> _Given task_: Copy the data below word for word, but leave out the pictures.

> _Information supplied_:
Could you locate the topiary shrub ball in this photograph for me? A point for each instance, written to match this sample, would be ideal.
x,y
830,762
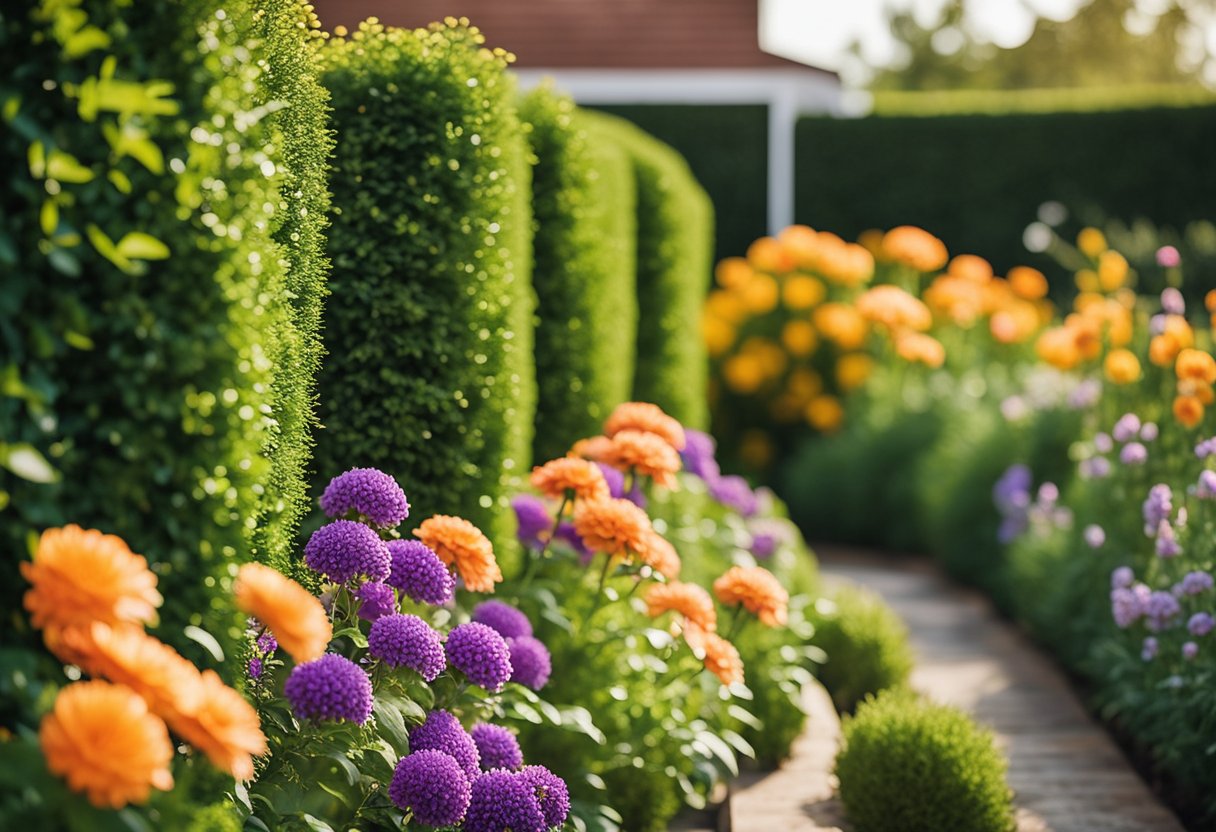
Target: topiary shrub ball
x,y
910,765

> _Result for this exercise_:
Could you locate the topiary shrub ball in this photograph for me? A point for each instance, written to match this sample, would be ideal.
x,y
830,762
Target: topiary shrub ball
x,y
910,765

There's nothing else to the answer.